_DATA FOR THIS EXERCISE_
------------------------------------

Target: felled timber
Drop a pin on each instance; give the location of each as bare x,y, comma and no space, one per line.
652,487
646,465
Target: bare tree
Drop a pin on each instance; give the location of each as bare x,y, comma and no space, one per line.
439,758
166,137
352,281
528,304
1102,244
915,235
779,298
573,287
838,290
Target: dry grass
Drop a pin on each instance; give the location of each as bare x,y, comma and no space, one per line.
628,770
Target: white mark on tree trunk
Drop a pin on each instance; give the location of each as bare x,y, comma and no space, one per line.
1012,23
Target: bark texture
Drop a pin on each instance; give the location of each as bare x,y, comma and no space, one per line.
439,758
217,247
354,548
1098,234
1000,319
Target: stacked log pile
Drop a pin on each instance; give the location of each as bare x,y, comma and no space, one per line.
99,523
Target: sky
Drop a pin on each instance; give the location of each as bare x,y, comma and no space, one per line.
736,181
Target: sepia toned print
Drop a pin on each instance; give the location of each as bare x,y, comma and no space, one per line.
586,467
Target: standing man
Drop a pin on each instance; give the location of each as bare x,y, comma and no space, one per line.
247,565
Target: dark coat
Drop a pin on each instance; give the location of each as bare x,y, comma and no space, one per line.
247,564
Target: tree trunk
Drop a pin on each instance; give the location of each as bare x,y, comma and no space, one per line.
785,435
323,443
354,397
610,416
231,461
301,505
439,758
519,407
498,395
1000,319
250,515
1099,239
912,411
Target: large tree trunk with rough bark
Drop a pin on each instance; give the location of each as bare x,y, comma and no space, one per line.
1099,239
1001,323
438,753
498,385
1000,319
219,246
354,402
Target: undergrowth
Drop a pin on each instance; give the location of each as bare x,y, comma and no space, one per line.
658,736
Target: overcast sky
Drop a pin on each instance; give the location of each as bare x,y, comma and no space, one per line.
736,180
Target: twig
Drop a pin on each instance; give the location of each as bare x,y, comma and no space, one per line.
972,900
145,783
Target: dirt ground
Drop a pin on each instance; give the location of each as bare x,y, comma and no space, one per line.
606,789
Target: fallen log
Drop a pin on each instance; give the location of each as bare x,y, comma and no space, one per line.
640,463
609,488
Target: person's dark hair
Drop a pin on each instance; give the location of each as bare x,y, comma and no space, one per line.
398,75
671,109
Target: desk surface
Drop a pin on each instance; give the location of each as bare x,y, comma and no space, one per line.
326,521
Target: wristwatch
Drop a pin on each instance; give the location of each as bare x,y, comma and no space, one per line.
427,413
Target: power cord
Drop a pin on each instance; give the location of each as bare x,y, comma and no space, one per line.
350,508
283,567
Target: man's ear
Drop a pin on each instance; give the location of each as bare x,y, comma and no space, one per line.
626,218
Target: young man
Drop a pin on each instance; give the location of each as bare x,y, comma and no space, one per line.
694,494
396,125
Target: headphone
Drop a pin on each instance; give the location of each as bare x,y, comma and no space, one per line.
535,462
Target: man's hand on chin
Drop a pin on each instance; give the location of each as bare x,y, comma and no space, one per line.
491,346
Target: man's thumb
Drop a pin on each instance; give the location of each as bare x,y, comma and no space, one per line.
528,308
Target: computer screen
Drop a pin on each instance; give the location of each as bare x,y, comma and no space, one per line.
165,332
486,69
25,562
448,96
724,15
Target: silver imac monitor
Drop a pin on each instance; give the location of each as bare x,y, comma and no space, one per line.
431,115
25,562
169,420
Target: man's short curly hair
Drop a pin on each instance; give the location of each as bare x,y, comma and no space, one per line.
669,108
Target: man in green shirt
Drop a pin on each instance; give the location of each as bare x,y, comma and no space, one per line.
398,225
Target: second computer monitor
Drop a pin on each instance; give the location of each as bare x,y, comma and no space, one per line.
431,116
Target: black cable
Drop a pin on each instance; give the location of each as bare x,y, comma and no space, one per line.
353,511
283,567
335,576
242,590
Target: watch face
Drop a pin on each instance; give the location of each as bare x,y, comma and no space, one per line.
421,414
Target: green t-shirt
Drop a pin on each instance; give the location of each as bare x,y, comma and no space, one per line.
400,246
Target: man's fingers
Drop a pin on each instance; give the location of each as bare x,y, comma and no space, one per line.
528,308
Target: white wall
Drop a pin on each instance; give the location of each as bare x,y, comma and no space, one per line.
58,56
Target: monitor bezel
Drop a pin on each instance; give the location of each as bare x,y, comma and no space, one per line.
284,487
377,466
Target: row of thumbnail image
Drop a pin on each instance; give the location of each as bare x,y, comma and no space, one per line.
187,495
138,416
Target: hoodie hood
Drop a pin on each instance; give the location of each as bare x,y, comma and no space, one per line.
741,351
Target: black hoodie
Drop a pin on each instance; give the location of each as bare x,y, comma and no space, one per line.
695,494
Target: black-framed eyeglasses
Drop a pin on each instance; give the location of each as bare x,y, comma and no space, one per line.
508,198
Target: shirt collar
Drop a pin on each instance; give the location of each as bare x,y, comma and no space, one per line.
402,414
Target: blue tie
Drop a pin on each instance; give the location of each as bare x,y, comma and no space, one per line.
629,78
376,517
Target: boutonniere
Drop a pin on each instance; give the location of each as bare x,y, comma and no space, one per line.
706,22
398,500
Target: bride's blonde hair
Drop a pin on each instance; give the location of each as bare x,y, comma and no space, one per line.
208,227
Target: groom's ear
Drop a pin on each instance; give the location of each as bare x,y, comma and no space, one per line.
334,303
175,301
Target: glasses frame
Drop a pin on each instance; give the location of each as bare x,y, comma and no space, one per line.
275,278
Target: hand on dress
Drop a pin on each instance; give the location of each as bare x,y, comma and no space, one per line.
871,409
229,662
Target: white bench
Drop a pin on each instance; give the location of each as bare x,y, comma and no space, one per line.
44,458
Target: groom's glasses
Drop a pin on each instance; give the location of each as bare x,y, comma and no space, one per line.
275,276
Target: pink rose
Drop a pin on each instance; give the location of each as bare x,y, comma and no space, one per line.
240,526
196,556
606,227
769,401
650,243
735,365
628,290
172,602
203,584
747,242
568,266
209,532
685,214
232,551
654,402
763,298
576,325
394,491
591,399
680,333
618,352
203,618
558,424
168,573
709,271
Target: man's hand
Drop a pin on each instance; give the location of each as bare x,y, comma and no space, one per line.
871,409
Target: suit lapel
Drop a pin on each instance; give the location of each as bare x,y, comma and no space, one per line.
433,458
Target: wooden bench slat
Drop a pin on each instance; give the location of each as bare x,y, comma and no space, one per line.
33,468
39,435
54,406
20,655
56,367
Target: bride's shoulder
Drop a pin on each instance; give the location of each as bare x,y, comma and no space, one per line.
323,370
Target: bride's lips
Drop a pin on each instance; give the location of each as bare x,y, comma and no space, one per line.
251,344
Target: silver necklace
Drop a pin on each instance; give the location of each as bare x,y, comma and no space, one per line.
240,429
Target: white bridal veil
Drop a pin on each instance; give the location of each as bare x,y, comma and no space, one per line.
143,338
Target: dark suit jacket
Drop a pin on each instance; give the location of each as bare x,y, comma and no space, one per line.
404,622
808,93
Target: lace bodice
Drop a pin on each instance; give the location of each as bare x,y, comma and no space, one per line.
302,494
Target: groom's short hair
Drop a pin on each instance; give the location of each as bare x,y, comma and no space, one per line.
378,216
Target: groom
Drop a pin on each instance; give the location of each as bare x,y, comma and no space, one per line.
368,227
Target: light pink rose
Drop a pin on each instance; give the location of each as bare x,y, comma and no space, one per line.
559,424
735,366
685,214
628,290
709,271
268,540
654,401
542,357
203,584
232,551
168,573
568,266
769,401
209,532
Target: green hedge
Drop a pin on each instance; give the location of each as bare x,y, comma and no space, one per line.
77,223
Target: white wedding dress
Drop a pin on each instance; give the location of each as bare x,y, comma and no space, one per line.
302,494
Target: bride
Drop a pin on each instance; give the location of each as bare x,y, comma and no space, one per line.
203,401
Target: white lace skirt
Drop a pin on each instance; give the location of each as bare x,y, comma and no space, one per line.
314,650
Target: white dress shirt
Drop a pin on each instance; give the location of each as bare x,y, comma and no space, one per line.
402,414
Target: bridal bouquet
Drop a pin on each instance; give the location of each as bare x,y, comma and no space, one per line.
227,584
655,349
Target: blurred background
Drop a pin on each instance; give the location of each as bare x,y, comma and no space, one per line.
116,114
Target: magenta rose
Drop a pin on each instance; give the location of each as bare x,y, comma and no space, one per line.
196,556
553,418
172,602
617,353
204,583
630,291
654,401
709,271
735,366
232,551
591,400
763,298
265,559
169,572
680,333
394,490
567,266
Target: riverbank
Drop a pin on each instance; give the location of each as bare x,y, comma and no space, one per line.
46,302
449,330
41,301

------------------------------------

_DO THIS_
Find the line with "Target: bridal bouquet" in the listing above, then write out that line and each remaining line exactly, with no other text.

_FINISHED ANSWER_
Target: bridal bouquet
Drop a pin on each instance; give the location of each as bare x,y, comma and no space, one per line.
227,584
655,349
Target: blurred background
Drop a pin on each instance; give the location of each as bare x,y, comma and no space, one per line.
116,114
Target: magenta rose
Drop a pin on each instance; give the location of each as bare x,y, comma and no space, one per line.
196,556
553,418
172,602
617,353
204,583
630,291
654,401
709,271
735,366
232,551
591,400
763,298
265,559
169,572
680,333
394,490
567,266
Target: riverbank
Drop a pin on each instance; give the location of each as bare x,y, comma and no space, one per line.
46,302
449,330
41,301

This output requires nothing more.